→ Passage
3gb of data flow in via ws "message", at the end of run

{ rss: 3455897600, heapTotal: 64700416, heapUsed: 24171528, external: 3099758720, arrayBuffers: 3091087715 }

you have 3gb allocated in Buffer

theogbob commented 1 month ago

Why is it doing that lol

uNetworkingAB commented 1 month ago

If you look from the perspective of uWS:

So, it looks like something is keeping your data alive in some buffer. Because my separate test pretty much replicates your use, yet have 0 issues with memory, it looks like something in your app.

I'm echoing 30kb of data over 1 websocket, sending it back to the client, so I stress both receiving data and sending data. I see no memory increase in my separate test. Pretty sure some of your Buffer.concat does something odd, I don't understand what your app does fully

theogbob commented 1 month ago

The app is based of this protocol. 1) is the 3gb data recived from the stress testing script/setup correct? 2) Im confused on that last point you made about the seperate stress test

Explain more about your seperate test and what you changed or are doing to test it

uNetworkingAB commented 1 month ago

This is the test: it's just echoing 30kb, I also made it use Buffer.from to see if that was an issue.

message: (ws, message, isBinary) => { / Ok is false if backpressure was built up, wait for drain / let ok = ws.send(Buffer.from(message), isBinary); },

What I would do, is to change all ws.connections to instead be ws.id (integer) and then use a separate Map that doesn't touch the ws object but only uses the ws.id as key in that separate Map. This way, you can make sure it's not the ws object that leaks. Because 1 integer should not be a problem.

Just as a debugging step

uNetworkingAB commented 1 month ago

I did a find and replace from "ws.connections" to "ws_connections" and made a let ws_connections in the top. This way, all the data is stored on an object that does not in any way touch the uWS websocket. Therefore, any leaks from it cannot be attributed to uWS. I still see the same accumulation of memory.

This is valid since you only ever make 1 websocket connection

uNetworkingAB commented 1 month ago

So now we know that:

  1. There is no backpressure issues in uWS (ws.getBufferedAmount() is always 0)
  2. You never attach any user data to the WebSocket object (ws_connections)
  3. An echo test that sends and received more than the data you do, does not produce any leaks
  4. Changing allocator from glibc to tcmalloc does nothing

This means, even if I cannot find anything in your app, that the app probably is broken in some way and not uWS

theogbob commented 1 month ago

Okay, thank you so much for your help ill keep this open to keep you updated if i find the reason or something comes up.

uNetworkingAB commented 1 month ago

Are you aware that the buffer you get from uWS needs to be copied if you plan to use it outside of the handler?

→ Instructions
1. In the thread, what change of allocator was tried, and what effect did it have?
2. Restate the paragraph in the thread that begins "I did a find and replace" in fewer words, keeping its main facts.
3. Copy the part of the thread from "What I would" to "accumulation of memory.".

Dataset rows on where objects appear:
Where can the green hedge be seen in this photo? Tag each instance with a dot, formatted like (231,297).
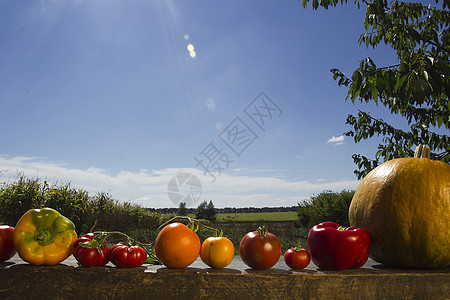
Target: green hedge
(98,212)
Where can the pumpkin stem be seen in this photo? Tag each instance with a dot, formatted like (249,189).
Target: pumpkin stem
(422,151)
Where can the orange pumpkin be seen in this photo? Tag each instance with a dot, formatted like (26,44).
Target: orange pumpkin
(405,205)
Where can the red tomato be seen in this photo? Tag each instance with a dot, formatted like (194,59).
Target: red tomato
(88,257)
(260,249)
(7,249)
(176,246)
(297,259)
(126,256)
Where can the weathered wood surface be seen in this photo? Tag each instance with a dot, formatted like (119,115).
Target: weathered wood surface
(19,280)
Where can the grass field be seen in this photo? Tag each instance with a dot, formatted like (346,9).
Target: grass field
(264,216)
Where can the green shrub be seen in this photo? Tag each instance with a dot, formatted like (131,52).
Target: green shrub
(99,212)
(327,206)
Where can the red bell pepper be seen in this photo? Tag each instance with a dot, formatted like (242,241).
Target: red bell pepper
(337,248)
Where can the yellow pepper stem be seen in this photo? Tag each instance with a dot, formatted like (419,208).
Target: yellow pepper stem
(422,151)
(44,236)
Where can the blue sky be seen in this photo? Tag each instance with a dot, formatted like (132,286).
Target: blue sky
(106,95)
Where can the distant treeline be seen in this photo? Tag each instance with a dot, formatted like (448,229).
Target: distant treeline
(228,210)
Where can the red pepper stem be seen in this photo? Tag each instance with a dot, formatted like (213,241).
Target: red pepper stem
(262,230)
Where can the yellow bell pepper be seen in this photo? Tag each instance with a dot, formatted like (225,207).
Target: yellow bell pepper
(44,237)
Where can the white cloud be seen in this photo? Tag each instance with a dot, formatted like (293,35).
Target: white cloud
(337,141)
(149,188)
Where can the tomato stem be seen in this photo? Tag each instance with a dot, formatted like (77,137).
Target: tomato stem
(193,224)
(263,231)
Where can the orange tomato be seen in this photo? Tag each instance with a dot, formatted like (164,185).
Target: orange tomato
(177,246)
(217,252)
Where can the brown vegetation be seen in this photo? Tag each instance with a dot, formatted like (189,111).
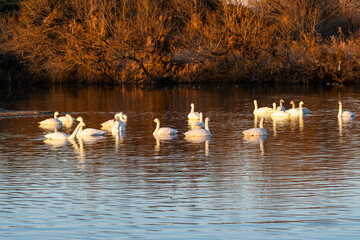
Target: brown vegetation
(163,41)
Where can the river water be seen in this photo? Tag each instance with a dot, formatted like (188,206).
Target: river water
(300,182)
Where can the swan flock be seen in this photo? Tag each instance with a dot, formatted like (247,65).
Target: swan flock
(198,127)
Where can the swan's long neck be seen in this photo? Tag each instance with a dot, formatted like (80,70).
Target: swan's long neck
(80,131)
(340,110)
(261,125)
(292,104)
(117,125)
(157,127)
(72,136)
(256,106)
(207,124)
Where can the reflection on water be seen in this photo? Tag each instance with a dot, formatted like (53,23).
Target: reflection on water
(301,180)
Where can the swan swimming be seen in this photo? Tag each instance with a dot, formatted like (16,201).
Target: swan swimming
(260,131)
(281,107)
(52,121)
(118,127)
(344,114)
(296,111)
(199,124)
(200,131)
(89,132)
(262,110)
(110,123)
(193,115)
(64,136)
(278,114)
(67,119)
(164,131)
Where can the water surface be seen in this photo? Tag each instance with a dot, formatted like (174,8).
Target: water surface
(301,182)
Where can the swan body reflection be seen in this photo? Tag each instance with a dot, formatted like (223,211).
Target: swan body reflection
(260,131)
(164,131)
(193,133)
(51,121)
(345,114)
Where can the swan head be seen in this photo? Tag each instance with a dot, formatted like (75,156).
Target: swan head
(117,115)
(80,119)
(123,117)
(274,106)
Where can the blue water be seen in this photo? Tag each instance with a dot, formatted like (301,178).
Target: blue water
(301,182)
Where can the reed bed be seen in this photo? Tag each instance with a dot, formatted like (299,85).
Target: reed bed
(187,41)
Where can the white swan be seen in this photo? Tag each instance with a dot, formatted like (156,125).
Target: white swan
(296,111)
(199,124)
(118,127)
(278,114)
(164,131)
(64,136)
(262,111)
(345,114)
(193,115)
(199,132)
(260,131)
(51,121)
(281,107)
(67,119)
(89,132)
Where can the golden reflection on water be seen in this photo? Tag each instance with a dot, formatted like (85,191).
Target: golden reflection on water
(300,166)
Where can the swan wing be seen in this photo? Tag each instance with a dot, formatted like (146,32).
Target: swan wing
(264,111)
(56,135)
(194,116)
(166,131)
(197,133)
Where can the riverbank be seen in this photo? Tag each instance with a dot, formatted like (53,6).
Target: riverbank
(163,42)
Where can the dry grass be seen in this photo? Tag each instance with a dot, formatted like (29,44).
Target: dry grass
(159,41)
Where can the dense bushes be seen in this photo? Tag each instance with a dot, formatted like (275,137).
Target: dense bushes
(159,41)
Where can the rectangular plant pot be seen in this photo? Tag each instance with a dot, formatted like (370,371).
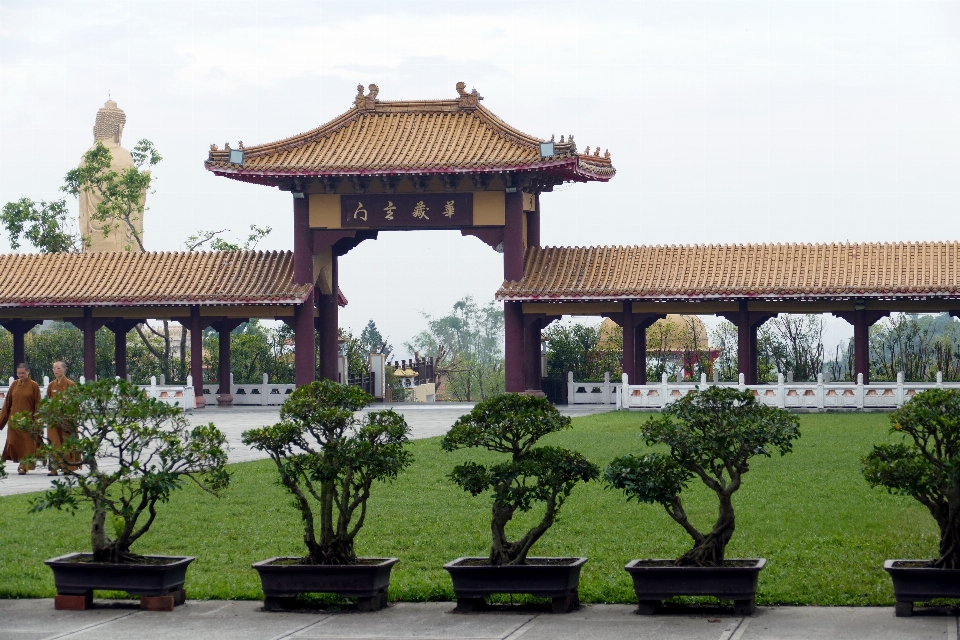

→ Results of the exercise
1. The allocator was changed from glibc to tcmalloc, and it did nothing.

2. A find and replace turned "ws.connections" into "ws_connections," declared with let at the top. The data then sat on an object that never touches the uWS websocket, so any leak from it couldn't be blamed on uWS. Memory still accumulated the same way.

3.
What I would do, is to change all ws.connections to instead be ws.id (integer) and then use a separate Map that doesn't touch the ws object but only uses the ws.id as key in that separate Map. This way, you can make sure it's not the ws object that leaks. Because 1 integer should not be a problem.

Just as a debugging step

uNetworkingAB commented 1 month ago

I did a find and replace from "ws.connections" to "ws_connections" and made a let ws_connections in the top. This way, all the data is stored on an object that does not in any way touch the uWS websocket. Therefore, any leaks from it cannot be attributed to uWS. I still see the same accumulation of memory.